__What to work on__:
Only the pictures are left out: repeat the rest of the entries exactly.

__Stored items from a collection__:
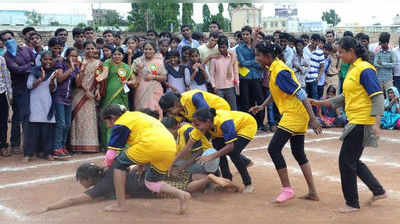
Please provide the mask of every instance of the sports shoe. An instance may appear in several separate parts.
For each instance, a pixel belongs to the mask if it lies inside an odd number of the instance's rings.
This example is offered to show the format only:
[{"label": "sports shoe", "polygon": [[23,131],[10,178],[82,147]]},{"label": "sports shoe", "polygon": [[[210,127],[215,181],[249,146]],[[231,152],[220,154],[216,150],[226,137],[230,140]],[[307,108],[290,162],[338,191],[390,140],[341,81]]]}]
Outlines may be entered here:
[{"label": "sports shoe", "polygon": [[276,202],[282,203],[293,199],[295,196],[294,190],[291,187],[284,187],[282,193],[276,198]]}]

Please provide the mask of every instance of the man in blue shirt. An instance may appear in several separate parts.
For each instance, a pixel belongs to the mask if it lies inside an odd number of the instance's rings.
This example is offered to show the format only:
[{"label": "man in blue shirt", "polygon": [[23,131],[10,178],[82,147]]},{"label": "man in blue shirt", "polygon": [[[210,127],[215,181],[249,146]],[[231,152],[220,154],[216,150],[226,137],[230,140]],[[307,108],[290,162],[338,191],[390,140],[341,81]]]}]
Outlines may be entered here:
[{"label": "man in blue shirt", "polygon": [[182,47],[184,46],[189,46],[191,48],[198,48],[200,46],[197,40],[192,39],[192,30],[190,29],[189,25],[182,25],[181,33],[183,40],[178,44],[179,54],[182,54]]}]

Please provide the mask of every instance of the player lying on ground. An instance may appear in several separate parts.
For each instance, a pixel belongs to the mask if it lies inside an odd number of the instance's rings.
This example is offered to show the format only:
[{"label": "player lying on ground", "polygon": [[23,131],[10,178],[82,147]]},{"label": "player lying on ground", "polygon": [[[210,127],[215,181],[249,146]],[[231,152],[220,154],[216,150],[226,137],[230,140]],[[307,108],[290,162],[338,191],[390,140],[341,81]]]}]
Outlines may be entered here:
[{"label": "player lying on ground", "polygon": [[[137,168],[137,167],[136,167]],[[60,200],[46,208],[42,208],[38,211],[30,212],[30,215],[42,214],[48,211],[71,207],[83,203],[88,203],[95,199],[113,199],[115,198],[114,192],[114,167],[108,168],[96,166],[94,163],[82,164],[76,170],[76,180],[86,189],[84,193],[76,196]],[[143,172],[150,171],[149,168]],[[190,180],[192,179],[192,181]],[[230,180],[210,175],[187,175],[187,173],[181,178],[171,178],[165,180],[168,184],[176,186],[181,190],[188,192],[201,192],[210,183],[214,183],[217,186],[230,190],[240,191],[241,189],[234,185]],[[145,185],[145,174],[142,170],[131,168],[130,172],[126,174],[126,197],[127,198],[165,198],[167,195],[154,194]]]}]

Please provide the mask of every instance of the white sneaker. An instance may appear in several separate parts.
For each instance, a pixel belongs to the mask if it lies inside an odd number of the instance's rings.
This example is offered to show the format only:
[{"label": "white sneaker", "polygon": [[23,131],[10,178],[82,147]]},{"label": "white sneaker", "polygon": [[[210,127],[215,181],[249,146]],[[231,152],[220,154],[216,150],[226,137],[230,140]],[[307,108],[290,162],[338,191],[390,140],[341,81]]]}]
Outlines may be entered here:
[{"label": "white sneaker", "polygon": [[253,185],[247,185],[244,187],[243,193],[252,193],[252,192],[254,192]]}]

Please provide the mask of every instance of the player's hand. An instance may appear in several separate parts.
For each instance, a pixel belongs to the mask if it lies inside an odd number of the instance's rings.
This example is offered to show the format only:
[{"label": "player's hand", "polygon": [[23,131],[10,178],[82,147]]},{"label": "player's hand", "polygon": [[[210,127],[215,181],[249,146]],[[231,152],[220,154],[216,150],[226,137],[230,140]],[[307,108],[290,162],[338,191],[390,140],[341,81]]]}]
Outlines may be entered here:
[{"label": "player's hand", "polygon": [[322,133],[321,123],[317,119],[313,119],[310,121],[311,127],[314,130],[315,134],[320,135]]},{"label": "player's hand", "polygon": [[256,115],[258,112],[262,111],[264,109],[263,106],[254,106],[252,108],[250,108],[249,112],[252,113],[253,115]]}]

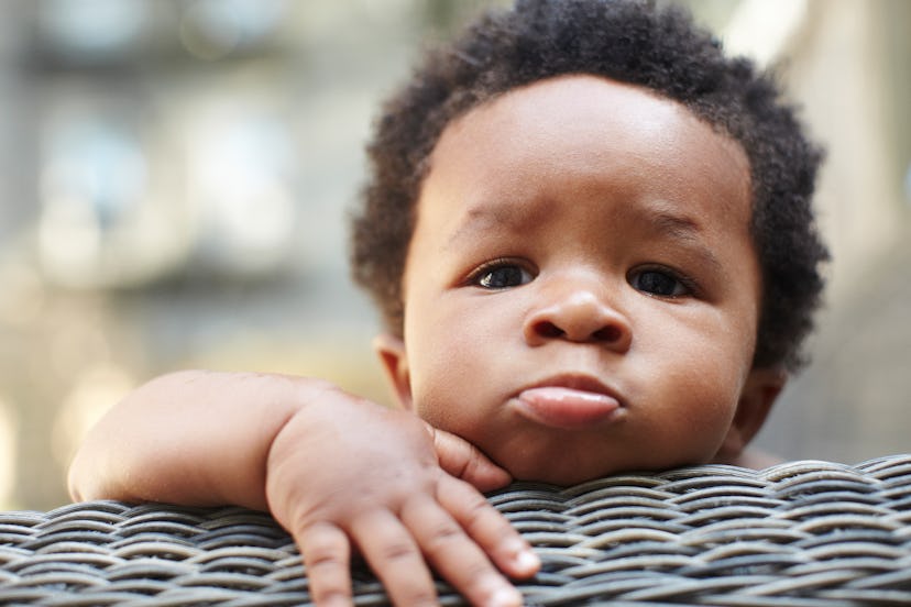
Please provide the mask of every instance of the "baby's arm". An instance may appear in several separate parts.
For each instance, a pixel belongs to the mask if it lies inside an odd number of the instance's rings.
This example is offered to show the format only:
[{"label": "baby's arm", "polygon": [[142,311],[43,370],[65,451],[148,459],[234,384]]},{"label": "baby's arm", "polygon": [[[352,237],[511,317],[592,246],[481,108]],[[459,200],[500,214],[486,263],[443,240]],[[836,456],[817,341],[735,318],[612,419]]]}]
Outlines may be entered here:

__Written solution__:
Please provide the mask of every instance of the sports shoe. An instance may appear in several separate parts.
For each instance, a pixel belongs to the mask if it lies inside an odd number of the instance's rings.
This example is offered to show the format only:
[{"label": "sports shoe", "polygon": [[23,131],[10,178],[82,147]]},{"label": "sports shoe", "polygon": [[[210,127],[215,181],[249,146]],[[231,152],[220,154],[216,150],[226,137],[230,140]],[[307,108],[290,162],[338,191],[390,140],[341,81]]]}]
Outlines may be entered here:
[{"label": "sports shoe", "polygon": [[276,202],[282,203],[293,199],[295,196],[294,190],[291,187],[284,187],[282,193],[276,198]]}]

Please provide the mask of every instance of the man in blue shirt. An instance may appear in several separate parts.
For each instance, a pixel belongs to the mask if it lies inside an odd number of the instance's rings.
This example is offered to show the format only:
[{"label": "man in blue shirt", "polygon": [[23,131],[10,178],[82,147]]},{"label": "man in blue shirt", "polygon": [[[210,127],[215,181],[249,146]],[[231,152],[220,154],[216,150],[226,137],[230,140]],[[307,108],[290,162],[338,191],[390,140],[341,81]]]}]
Outlines may be entered here:
[{"label": "man in blue shirt", "polygon": [[182,47],[184,46],[189,46],[191,48],[198,48],[200,46],[197,40],[192,39],[192,30],[190,29],[189,25],[182,25],[181,33],[183,40],[178,44],[179,54],[182,54]]}]

Please provide the mask of every instance of the player lying on ground. An instance may appear in several separate parts.
For each instance, a pixel belongs to the mask if it lies inside an odd number of the instance's rings.
This example is offered to show the format only:
[{"label": "player lying on ground", "polygon": [[23,131],[10,178],[82,147]]},{"label": "player lying on ground", "polygon": [[[210,127],[215,181],[249,146]],[[231,152],[220,154],[216,150],[226,137],[230,140]],[[307,108],[290,162],[338,191],[390,140],[341,81]]]}]
Outlines may be entered here:
[{"label": "player lying on ground", "polygon": [[[137,168],[137,167],[136,167]],[[60,200],[46,208],[42,208],[38,211],[30,212],[30,215],[42,214],[48,211],[71,207],[83,203],[88,203],[95,199],[113,199],[115,198],[114,192],[114,167],[108,168],[96,166],[94,163],[82,164],[76,170],[76,180],[86,189],[84,193],[76,196]],[[143,172],[150,171],[149,168]],[[190,180],[192,179],[192,181]],[[230,180],[210,175],[187,175],[187,173],[181,178],[171,178],[165,180],[168,184],[176,186],[181,190],[188,192],[201,192],[210,183],[214,183],[217,186],[230,190],[240,191],[241,189],[234,185]],[[145,185],[145,174],[142,170],[131,168],[130,172],[126,174],[126,197],[127,198],[165,198],[167,195],[154,194]]]}]

Please provide the mask of every instance of the white sneaker. An instance may appear in several separate parts.
For each instance, a pixel belongs to the mask if it lies inside an odd number of the instance's rings.
This example is offered to show the format only:
[{"label": "white sneaker", "polygon": [[23,131],[10,178],[82,147]]},{"label": "white sneaker", "polygon": [[[210,127],[215,181],[249,146]],[[231,152],[220,154],[216,150],[226,137],[230,140]],[[307,108],[290,162],[338,191],[390,140],[341,81]]]}]
Outlines may be entered here:
[{"label": "white sneaker", "polygon": [[253,185],[247,185],[244,187],[243,193],[252,193],[252,192],[254,192]]}]

Please provide the mask of every instance of the player's hand. An instance may appear in several separate parts.
For each instance, a pixel belongs to the mask if it lies inside an odd number of the instance's rings.
This example is offered to show the format only:
[{"label": "player's hand", "polygon": [[23,131],[10,178],[82,147]]},{"label": "player's hand", "polygon": [[[210,127],[215,181],[249,146]],[[231,152],[220,154],[216,150],[226,137],[230,140]],[[307,108],[290,162],[338,191],[390,140],[341,81]]]}]
Outlines may be entered here:
[{"label": "player's hand", "polygon": [[322,133],[321,123],[317,119],[313,119],[310,121],[311,127],[314,130],[315,134],[320,135]]},{"label": "player's hand", "polygon": [[256,115],[258,112],[262,111],[264,109],[263,106],[254,106],[252,108],[250,108],[249,112],[252,113],[253,115]]}]

Please provide the mask of every instance of the "baby's arm". An instance may appear in several separate parts.
For each instance, a pixel belongs to the mask if it lies inside an odd number of the instance's rings.
This example is offered to show the format only:
[{"label": "baby's arm", "polygon": [[142,311],[43,370],[65,451],[148,459],[234,384]]},{"label": "baby's arm", "polygon": [[[352,237],[511,317],[592,246],[481,108]],[[459,200],[500,214],[486,263],[443,240]],[[836,456],[817,341],[735,318],[612,419]]]}]
Outlines may be entered here:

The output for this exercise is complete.